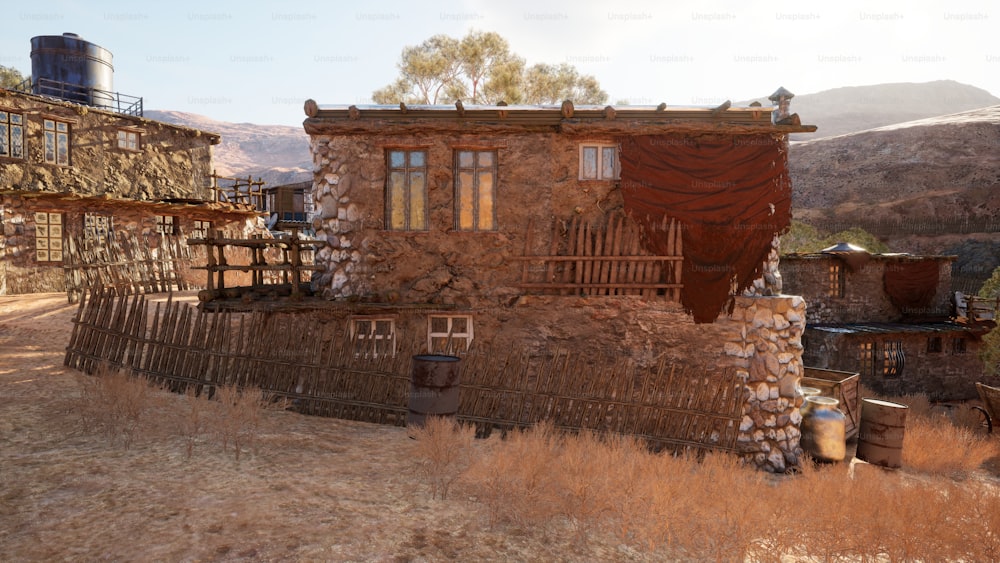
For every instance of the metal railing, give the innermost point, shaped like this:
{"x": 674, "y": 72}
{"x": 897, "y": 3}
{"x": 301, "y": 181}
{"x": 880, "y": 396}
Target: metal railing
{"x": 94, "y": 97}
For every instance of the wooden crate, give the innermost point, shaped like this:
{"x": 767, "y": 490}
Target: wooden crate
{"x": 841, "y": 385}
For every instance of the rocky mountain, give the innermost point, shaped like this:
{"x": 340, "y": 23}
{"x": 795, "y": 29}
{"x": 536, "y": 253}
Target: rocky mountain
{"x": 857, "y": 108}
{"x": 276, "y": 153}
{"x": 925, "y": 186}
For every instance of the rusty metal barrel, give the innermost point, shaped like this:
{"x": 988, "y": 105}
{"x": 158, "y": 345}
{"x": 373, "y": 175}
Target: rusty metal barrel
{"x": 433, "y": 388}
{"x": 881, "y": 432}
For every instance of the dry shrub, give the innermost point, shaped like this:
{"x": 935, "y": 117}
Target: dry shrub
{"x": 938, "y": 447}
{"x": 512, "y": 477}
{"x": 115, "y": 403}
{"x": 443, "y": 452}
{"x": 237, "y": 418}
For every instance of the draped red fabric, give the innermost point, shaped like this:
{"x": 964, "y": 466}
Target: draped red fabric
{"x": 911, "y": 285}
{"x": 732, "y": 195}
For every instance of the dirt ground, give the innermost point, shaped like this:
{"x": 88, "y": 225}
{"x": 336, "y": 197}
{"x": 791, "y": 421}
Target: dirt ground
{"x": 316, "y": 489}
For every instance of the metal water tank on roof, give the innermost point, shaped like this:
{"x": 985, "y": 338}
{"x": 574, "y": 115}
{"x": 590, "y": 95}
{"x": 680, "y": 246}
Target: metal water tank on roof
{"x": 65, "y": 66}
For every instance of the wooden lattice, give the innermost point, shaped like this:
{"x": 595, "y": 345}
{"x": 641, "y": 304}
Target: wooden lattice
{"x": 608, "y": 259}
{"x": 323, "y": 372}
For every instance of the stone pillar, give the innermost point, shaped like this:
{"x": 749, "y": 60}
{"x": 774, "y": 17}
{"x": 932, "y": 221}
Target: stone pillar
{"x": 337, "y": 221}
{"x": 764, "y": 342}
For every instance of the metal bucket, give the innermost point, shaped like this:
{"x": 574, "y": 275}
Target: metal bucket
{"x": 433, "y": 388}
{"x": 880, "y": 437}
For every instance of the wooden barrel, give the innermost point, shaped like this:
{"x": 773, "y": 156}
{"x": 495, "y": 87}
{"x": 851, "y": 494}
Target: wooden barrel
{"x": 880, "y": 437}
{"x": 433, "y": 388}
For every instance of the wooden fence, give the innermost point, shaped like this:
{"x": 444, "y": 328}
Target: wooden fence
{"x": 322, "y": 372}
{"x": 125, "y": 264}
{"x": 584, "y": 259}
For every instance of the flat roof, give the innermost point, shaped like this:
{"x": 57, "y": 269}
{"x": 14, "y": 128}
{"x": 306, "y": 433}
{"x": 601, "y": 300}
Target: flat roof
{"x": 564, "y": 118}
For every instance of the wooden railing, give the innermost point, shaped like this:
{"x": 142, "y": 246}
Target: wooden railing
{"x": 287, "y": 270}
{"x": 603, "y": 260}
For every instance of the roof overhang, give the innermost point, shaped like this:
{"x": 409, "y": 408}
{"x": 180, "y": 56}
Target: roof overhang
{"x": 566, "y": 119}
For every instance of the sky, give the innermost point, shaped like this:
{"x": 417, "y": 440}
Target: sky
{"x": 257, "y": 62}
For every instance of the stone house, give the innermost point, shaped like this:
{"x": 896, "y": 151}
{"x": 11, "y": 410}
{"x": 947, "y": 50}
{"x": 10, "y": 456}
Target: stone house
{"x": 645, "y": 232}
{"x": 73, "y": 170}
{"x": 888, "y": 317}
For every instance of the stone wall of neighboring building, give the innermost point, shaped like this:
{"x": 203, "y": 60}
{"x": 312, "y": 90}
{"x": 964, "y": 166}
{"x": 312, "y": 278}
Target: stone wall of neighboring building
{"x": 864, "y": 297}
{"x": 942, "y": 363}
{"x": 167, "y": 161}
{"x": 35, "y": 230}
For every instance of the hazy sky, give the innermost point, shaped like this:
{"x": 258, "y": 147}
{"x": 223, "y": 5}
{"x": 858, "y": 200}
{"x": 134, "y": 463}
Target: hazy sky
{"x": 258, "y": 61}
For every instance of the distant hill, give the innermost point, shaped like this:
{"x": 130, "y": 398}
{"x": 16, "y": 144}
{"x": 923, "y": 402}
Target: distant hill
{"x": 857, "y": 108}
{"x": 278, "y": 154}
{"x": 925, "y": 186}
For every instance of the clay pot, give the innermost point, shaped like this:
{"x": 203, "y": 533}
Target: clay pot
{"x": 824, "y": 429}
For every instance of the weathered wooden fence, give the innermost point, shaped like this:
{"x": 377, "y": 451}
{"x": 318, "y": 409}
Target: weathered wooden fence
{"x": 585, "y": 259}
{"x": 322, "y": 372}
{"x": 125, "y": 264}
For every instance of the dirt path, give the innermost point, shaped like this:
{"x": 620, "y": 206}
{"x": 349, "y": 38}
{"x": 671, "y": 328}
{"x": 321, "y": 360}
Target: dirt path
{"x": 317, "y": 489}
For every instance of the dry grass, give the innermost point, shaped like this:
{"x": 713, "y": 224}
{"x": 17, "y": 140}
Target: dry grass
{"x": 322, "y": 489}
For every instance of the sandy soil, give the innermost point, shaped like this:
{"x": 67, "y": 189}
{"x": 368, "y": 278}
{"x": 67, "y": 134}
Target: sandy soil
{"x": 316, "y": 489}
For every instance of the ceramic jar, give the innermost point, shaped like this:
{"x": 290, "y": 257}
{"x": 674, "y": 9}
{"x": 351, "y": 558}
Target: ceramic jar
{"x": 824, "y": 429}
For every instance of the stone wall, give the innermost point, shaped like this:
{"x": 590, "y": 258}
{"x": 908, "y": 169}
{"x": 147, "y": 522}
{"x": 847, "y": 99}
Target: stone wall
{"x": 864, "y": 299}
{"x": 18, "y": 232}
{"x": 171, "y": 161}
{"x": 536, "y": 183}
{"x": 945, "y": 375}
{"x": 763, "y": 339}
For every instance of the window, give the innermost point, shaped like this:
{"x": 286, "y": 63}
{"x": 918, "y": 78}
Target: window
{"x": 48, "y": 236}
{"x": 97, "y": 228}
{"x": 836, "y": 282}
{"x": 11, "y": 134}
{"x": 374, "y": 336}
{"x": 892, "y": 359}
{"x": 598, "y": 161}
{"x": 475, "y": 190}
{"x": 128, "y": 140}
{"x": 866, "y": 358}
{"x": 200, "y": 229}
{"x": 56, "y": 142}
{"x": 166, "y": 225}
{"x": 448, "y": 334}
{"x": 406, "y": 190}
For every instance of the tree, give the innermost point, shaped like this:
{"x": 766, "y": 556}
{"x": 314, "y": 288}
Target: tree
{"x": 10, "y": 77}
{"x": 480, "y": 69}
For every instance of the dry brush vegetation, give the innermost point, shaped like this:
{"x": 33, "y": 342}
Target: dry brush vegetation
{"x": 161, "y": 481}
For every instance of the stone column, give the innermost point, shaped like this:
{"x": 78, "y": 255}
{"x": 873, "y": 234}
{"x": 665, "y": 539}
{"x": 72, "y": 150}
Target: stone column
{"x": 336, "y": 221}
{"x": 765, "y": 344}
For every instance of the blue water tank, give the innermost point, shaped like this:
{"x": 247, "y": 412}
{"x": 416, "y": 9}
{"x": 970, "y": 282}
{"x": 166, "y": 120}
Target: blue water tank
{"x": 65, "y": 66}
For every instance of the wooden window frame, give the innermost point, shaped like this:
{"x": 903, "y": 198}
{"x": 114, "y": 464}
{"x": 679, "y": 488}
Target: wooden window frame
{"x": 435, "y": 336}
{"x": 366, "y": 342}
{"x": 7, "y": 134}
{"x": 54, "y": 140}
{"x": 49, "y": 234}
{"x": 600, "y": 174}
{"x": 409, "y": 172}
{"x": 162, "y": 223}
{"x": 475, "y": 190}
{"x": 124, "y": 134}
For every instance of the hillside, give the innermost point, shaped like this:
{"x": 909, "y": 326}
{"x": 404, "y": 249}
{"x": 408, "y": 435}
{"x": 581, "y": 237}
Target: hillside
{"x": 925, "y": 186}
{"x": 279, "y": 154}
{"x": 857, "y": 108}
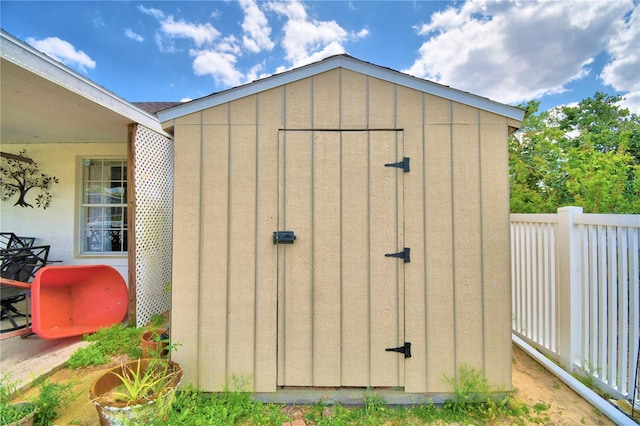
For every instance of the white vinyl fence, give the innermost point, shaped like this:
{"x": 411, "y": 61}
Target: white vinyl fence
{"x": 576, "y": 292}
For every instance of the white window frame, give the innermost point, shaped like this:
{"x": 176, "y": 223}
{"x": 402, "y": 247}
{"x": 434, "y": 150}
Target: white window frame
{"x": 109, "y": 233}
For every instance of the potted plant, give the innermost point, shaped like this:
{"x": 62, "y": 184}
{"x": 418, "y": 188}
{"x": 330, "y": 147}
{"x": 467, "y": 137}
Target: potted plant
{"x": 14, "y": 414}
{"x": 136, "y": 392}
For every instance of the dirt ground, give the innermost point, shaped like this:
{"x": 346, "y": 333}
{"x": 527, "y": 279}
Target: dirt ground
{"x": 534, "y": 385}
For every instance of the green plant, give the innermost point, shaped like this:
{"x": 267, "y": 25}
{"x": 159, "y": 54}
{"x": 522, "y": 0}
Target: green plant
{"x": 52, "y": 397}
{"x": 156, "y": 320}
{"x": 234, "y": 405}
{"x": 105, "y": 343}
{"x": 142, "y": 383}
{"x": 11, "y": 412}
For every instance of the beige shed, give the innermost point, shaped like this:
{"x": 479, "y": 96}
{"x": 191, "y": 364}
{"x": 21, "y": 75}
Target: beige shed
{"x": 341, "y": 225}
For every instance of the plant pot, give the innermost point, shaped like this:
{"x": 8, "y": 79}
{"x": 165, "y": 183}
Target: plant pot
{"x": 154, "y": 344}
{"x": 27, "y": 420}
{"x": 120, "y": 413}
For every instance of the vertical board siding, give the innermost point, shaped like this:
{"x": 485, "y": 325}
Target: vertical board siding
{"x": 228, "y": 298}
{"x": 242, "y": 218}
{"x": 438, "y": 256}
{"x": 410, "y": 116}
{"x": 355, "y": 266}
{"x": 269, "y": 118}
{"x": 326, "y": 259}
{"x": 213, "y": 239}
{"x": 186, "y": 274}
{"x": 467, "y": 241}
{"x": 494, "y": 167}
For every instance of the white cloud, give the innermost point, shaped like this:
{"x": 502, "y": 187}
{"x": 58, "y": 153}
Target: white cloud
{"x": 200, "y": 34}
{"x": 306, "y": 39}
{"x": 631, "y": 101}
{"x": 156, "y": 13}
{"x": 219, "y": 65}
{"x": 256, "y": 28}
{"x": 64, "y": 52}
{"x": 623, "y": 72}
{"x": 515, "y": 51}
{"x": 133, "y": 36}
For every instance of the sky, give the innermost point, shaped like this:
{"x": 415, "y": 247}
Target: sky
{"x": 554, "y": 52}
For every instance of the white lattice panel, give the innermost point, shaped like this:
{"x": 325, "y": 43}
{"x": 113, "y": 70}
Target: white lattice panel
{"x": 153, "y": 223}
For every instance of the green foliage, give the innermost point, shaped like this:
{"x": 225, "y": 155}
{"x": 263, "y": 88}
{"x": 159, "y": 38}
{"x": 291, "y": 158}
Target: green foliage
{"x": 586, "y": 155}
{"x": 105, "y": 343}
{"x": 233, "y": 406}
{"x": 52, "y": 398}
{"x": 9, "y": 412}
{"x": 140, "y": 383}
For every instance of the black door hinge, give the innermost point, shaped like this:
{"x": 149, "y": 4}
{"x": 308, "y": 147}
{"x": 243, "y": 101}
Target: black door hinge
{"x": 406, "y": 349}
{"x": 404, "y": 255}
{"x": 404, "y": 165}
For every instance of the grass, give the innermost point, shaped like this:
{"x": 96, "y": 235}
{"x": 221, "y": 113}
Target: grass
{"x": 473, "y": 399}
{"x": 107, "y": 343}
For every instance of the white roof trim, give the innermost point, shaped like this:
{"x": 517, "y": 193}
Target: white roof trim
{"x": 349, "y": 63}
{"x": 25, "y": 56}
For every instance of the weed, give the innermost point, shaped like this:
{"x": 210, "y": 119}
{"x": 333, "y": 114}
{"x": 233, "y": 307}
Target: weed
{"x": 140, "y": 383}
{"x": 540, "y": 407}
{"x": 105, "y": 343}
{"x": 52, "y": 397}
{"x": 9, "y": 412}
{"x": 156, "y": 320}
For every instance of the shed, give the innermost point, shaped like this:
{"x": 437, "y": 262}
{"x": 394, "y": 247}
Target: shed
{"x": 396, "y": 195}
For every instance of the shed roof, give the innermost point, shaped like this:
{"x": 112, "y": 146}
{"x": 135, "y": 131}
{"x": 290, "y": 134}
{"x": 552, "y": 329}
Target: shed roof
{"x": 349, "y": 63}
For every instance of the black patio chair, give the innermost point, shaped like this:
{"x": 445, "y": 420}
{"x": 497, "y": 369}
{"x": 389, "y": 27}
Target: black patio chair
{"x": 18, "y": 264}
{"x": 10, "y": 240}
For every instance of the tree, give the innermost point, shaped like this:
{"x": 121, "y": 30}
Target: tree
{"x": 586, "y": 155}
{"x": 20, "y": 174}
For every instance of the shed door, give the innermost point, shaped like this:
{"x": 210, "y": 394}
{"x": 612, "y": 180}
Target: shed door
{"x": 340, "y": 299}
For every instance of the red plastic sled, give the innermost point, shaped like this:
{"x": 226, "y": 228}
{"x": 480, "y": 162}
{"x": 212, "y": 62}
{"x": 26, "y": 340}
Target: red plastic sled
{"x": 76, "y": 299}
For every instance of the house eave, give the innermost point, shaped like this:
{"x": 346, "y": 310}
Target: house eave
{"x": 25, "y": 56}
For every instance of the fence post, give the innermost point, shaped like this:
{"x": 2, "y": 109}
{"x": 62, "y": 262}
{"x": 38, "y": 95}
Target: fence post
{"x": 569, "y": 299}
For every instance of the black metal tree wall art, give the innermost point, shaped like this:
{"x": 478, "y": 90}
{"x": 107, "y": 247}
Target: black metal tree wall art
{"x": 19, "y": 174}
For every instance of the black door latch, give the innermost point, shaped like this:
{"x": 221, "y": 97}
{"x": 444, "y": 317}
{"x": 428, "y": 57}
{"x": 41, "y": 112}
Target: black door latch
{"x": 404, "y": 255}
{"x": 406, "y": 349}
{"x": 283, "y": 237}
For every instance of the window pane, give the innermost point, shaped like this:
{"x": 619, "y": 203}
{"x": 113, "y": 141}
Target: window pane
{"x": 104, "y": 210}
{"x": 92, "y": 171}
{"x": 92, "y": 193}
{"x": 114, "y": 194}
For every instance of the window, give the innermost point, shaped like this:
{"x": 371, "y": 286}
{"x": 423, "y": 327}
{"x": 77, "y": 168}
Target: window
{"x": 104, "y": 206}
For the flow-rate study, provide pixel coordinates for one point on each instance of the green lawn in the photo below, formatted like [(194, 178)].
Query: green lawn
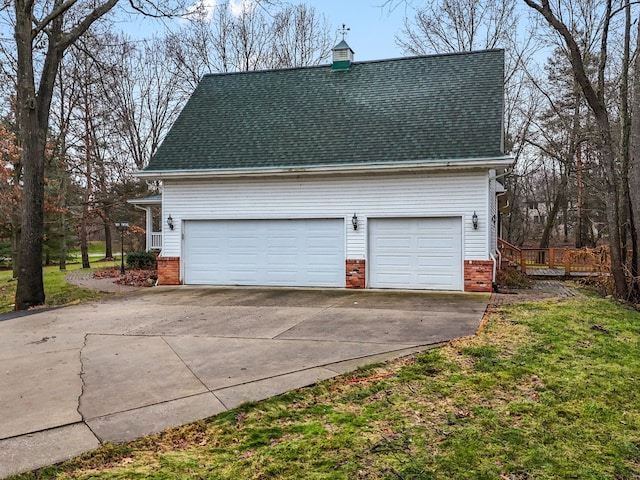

#####

> **WORK INSTRUCTIONS**: For the word "lawn", find every line in the data that holds it and copy that line.

> **SOLVED EXERCISE**:
For the flow-rate study, provide pixel coordinates for one point on each instance of the green lawn in the photo below, formatted like [(194, 178)].
Query: green lawn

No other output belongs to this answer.